• HOW TO COMPLETE THIS TASK
The material must be repeated exactly, with every line intact.

▼▼▼

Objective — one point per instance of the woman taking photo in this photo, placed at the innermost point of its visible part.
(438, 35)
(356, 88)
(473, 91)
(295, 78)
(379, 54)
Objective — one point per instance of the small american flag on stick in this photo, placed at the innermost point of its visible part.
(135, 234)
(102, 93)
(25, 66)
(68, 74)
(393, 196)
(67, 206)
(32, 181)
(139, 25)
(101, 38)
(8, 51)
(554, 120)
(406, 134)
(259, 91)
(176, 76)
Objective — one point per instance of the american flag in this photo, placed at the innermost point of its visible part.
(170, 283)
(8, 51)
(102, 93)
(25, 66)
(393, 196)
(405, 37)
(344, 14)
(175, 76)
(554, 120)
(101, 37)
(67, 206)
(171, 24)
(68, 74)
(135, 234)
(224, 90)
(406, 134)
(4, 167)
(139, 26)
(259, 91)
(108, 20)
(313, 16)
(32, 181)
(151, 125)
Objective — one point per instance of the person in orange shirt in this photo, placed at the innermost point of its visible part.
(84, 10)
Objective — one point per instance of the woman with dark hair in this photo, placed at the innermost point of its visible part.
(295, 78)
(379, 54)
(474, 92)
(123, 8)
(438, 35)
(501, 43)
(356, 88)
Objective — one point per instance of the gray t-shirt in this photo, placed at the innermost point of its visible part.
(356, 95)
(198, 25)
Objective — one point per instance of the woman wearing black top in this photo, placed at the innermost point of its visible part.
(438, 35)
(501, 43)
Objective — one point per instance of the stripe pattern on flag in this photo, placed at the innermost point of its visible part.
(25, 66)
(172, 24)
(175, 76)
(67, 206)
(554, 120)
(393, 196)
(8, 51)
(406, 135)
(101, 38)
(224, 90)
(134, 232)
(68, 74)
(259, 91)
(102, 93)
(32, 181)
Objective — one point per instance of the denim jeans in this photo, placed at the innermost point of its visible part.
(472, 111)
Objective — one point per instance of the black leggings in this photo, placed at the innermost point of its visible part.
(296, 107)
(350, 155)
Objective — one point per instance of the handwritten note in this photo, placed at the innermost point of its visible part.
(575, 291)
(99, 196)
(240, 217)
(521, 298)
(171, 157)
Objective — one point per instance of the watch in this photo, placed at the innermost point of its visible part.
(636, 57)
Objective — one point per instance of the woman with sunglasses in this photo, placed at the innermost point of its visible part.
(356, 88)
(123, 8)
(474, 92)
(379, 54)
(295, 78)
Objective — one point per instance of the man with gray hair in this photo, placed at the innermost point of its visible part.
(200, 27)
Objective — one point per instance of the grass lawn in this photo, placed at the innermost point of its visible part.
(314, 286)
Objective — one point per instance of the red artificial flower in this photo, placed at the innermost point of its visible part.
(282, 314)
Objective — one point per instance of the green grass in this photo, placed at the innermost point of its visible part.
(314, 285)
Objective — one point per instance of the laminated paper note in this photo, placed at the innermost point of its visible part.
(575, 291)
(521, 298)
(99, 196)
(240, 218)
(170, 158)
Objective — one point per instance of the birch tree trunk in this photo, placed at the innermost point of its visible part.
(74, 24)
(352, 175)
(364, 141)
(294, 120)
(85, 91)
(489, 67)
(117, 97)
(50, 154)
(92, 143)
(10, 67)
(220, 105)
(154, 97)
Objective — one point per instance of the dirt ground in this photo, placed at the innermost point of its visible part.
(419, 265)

▲▲▲

• FINISHED EXERCISE
Objective — one point per instance of the woman taking photo in this photo, placed at the innermost point of its visible part.
(438, 35)
(356, 88)
(473, 91)
(295, 78)
(379, 54)
Objective — one point per instance of the small american flag on stick in this photo, placed at the innermost point of its visible part.
(135, 234)
(102, 93)
(25, 66)
(68, 74)
(393, 196)
(67, 206)
(32, 181)
(139, 25)
(101, 38)
(8, 51)
(554, 120)
(406, 134)
(259, 91)
(176, 76)
Objective — one point per instance of the american flag in this photo, placed at the innermost point of its visible part.
(170, 283)
(8, 51)
(102, 93)
(25, 66)
(393, 196)
(405, 37)
(344, 14)
(175, 76)
(554, 120)
(101, 37)
(67, 206)
(171, 24)
(68, 74)
(135, 234)
(224, 90)
(406, 134)
(4, 167)
(139, 26)
(259, 91)
(108, 20)
(313, 16)
(32, 181)
(151, 125)
Objective — one point per instance of the person in orange shirt in this photo, placed at the innermost point of its visible part.
(84, 10)
Objective — one point per instance of the woman with dark hair in this photo, placed at the innermost point of its visible part.
(295, 78)
(379, 54)
(474, 92)
(123, 8)
(438, 35)
(501, 43)
(356, 88)
Objective — one point per instance of the gray t-shirt in this photo, placed at the innermost point of its visible part.
(356, 95)
(198, 25)
Objective — one point per instance of the woman wearing black top in this photo, placed at the innermost point of its visible part.
(438, 35)
(501, 43)
Objective — one point per instance of the stripe pattern on flag in this photo, placed at the innermost point of its visible part.
(25, 66)
(172, 24)
(175, 76)
(67, 206)
(554, 120)
(393, 196)
(8, 51)
(406, 135)
(101, 38)
(224, 90)
(134, 232)
(68, 74)
(259, 91)
(102, 93)
(32, 181)
Objective — one point per instance of the denim jeans in this photo, placed at the innermost point of its visible part.
(472, 111)
Objective — one point per instance of the black leggings in this photo, placed at the innermost point of its visible part.
(296, 107)
(350, 155)
Objective — one point per instance of the handwritten note in this photo, placed at the innermost point of its visible part.
(575, 291)
(99, 196)
(240, 217)
(521, 298)
(171, 157)
Objective — one point per instance of the watch in this photo, placed at the innermost point of its visible part.
(636, 57)
Objective — one point per instance of the woman with sunglasses in this photo, placed at the innermost point of its visible part.
(356, 88)
(123, 8)
(474, 92)
(379, 54)
(295, 78)
Objective — one point per instance of the man with gray hair in this photo, placed at the innermost point of its visible part.
(200, 27)
Objective — one point per instance of the grass lawn in this photo, placed at the innermost point of its visible part.
(314, 286)
Objective — one point per instance of the red artificial flower in this photo, placed at the innermost point of its visible part.
(282, 314)
Objective — one point per instance of the green grass in this photo, placed at the innermost point of its visible part.
(314, 285)
Objective — one point per instance of the laminated paper note in this photo, placed at the innermost point of its visible part.
(575, 291)
(521, 298)
(99, 196)
(240, 218)
(170, 158)
Objective — one point per instance of the birch tree trunk in this photo, placed at the innermost point of its visible part.
(74, 24)
(352, 175)
(364, 141)
(294, 120)
(85, 91)
(489, 67)
(117, 97)
(50, 154)
(92, 143)
(10, 67)
(220, 105)
(154, 97)
Objective — one point per instance of the dirt ground in this photo, placed at the innermost point of its visible part.
(419, 265)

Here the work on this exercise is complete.